■ **GOAL OF THE EXERCISE**
Using the data below, copy out all lines with the word "field".
++++ EXERCISE MATERIAL ++++
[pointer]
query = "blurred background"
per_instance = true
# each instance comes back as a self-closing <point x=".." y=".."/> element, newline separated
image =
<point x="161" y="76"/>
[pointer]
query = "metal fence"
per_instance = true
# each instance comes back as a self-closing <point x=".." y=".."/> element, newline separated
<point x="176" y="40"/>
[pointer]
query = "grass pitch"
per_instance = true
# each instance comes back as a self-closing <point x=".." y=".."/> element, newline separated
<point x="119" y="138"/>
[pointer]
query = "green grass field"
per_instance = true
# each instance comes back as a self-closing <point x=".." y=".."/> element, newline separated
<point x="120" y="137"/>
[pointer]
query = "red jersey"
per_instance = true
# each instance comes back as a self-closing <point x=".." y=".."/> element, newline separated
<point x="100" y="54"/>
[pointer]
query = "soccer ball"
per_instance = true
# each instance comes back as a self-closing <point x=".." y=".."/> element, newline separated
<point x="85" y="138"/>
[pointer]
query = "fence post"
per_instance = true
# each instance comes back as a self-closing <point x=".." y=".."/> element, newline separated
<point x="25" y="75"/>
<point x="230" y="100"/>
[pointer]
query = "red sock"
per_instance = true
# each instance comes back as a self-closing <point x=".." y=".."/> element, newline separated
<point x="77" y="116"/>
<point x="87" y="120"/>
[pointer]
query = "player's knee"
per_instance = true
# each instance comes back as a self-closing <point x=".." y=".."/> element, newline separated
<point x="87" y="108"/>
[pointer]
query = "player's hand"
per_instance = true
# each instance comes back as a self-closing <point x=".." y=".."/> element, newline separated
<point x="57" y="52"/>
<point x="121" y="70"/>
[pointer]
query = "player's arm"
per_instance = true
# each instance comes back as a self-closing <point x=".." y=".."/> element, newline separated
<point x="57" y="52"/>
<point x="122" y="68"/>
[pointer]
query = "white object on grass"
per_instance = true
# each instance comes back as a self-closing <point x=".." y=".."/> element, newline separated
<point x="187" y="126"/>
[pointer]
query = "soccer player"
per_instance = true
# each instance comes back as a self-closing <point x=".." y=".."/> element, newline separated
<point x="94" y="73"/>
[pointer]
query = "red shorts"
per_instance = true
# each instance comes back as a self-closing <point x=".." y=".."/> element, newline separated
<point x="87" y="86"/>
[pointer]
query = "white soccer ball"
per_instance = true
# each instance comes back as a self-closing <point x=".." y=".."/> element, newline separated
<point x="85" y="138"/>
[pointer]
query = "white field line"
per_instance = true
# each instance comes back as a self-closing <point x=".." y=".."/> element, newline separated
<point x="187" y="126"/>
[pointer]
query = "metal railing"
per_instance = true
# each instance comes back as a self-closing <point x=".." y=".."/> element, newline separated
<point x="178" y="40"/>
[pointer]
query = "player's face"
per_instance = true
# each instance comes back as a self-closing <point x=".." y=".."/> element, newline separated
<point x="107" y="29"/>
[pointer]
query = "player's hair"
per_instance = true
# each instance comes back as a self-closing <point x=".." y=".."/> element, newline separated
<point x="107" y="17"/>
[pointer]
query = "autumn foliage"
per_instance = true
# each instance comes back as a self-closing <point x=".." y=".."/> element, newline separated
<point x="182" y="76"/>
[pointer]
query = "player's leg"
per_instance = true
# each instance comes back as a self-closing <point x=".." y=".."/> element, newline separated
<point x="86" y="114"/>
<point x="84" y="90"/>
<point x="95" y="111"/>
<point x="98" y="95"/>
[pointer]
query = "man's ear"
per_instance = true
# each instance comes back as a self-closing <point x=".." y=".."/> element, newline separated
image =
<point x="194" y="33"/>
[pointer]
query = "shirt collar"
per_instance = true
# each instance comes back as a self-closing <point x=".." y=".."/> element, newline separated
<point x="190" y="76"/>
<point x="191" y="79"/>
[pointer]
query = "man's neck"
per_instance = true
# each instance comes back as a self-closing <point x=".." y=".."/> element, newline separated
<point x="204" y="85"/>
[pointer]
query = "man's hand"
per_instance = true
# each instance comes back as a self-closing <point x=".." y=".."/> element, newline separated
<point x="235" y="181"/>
++++
■ **TASK SOLUTION**
query = "green grass field"
query = "white field line"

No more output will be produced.